Given records:
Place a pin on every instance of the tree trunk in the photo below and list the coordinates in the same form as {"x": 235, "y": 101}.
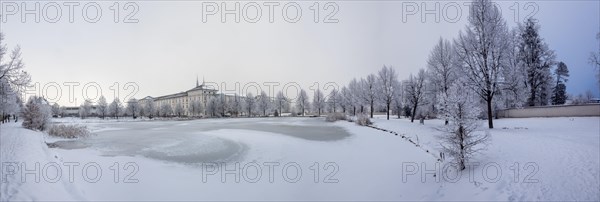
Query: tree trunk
{"x": 371, "y": 108}
{"x": 489, "y": 105}
{"x": 412, "y": 116}
{"x": 388, "y": 110}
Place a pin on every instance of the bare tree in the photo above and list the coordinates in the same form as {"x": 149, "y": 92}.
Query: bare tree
{"x": 282, "y": 102}
{"x": 250, "y": 103}
{"x": 354, "y": 95}
{"x": 195, "y": 107}
{"x": 264, "y": 102}
{"x": 345, "y": 99}
{"x": 414, "y": 91}
{"x": 481, "y": 50}
{"x": 368, "y": 91}
{"x": 236, "y": 105}
{"x": 36, "y": 113}
{"x": 85, "y": 109}
{"x": 12, "y": 69}
{"x": 12, "y": 79}
{"x": 461, "y": 139}
{"x": 302, "y": 102}
{"x": 179, "y": 109}
{"x": 115, "y": 108}
{"x": 133, "y": 107}
{"x": 102, "y": 108}
{"x": 397, "y": 102}
{"x": 318, "y": 101}
{"x": 387, "y": 83}
{"x": 595, "y": 60}
{"x": 441, "y": 66}
{"x": 150, "y": 108}
{"x": 333, "y": 100}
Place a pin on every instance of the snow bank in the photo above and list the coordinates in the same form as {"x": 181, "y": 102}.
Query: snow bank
{"x": 29, "y": 168}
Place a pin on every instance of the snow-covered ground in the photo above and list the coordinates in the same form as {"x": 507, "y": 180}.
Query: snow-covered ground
{"x": 300, "y": 159}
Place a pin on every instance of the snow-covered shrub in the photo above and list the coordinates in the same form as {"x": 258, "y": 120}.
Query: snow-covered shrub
{"x": 36, "y": 113}
{"x": 363, "y": 120}
{"x": 332, "y": 117}
{"x": 68, "y": 131}
{"x": 461, "y": 139}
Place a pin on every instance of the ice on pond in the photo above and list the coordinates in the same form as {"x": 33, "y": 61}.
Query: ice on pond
{"x": 193, "y": 141}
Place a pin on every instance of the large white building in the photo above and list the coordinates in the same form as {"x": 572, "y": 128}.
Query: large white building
{"x": 200, "y": 93}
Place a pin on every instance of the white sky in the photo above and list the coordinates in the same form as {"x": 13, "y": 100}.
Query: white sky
{"x": 170, "y": 45}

Task instructions: Your reply should repeat the entries above exactly, leaving the pictures out.

Exercise answer:
Place a pin on every instance of the tree trunk in the photo below and list the coordinates in the same form as {"x": 235, "y": 101}.
Query: tree trunk
{"x": 371, "y": 108}
{"x": 489, "y": 105}
{"x": 412, "y": 116}
{"x": 388, "y": 110}
Place a pin on every instance of the bare tree in the photo above and list the coordinates in the same form as {"x": 149, "y": 92}.
Query: bare tree
{"x": 282, "y": 102}
{"x": 250, "y": 103}
{"x": 354, "y": 95}
{"x": 195, "y": 107}
{"x": 264, "y": 102}
{"x": 345, "y": 99}
{"x": 414, "y": 91}
{"x": 481, "y": 50}
{"x": 368, "y": 91}
{"x": 236, "y": 105}
{"x": 36, "y": 113}
{"x": 85, "y": 109}
{"x": 12, "y": 69}
{"x": 12, "y": 79}
{"x": 461, "y": 139}
{"x": 302, "y": 102}
{"x": 179, "y": 109}
{"x": 115, "y": 108}
{"x": 133, "y": 107}
{"x": 102, "y": 108}
{"x": 397, "y": 102}
{"x": 318, "y": 101}
{"x": 387, "y": 83}
{"x": 595, "y": 60}
{"x": 441, "y": 66}
{"x": 150, "y": 108}
{"x": 333, "y": 100}
Place a pin on every instance of the snow bank in the photo above and list the coordinates in the same form as {"x": 181, "y": 102}.
Query: snow bank
{"x": 29, "y": 168}
Place a pin on every instance of the snow-covered ground in the photo above and list the coordinates in the same form as {"x": 507, "y": 180}.
Query: snow-covered ground
{"x": 300, "y": 159}
Place a pin on every instance of the snow-covered shrub in the photo above and list the coordinates in the same form as {"x": 258, "y": 120}.
Query: snow-covered shrub
{"x": 36, "y": 113}
{"x": 363, "y": 120}
{"x": 332, "y": 117}
{"x": 68, "y": 131}
{"x": 461, "y": 139}
Place a pin on every instance of the ice on pond in the photo above and list the coordinates in the same form as {"x": 33, "y": 61}.
Query: ice on pond
{"x": 193, "y": 141}
Place a pin on every instance of the large white building in the photo above and list the coordinates in the same form as {"x": 572, "y": 128}.
Query: large white building
{"x": 200, "y": 93}
Place a pin on every instance of the white sky in the photo above and list the coordinates in the same form as {"x": 13, "y": 100}.
Query: white sky
{"x": 170, "y": 45}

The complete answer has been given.